Rows from a box-labeling dataset
(begin)
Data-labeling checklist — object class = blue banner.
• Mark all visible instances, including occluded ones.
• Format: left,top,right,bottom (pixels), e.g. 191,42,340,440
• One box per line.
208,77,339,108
(end)
(begin)
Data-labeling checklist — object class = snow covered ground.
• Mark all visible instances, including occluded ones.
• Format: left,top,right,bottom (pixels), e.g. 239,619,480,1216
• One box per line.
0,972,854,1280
(end)
Quote everything in the material above from the line containing "Data-labeling checklist — object class = blue" down to the line containing "208,77,339,108", including both of those lines.

Data-labeling checklist — object class = blue banner.
• Mark all visible instances, including occluded ones.
• Format: left,top,right,bottom (pixels), e.g. 191,42,340,440
• One box per line.
208,77,339,108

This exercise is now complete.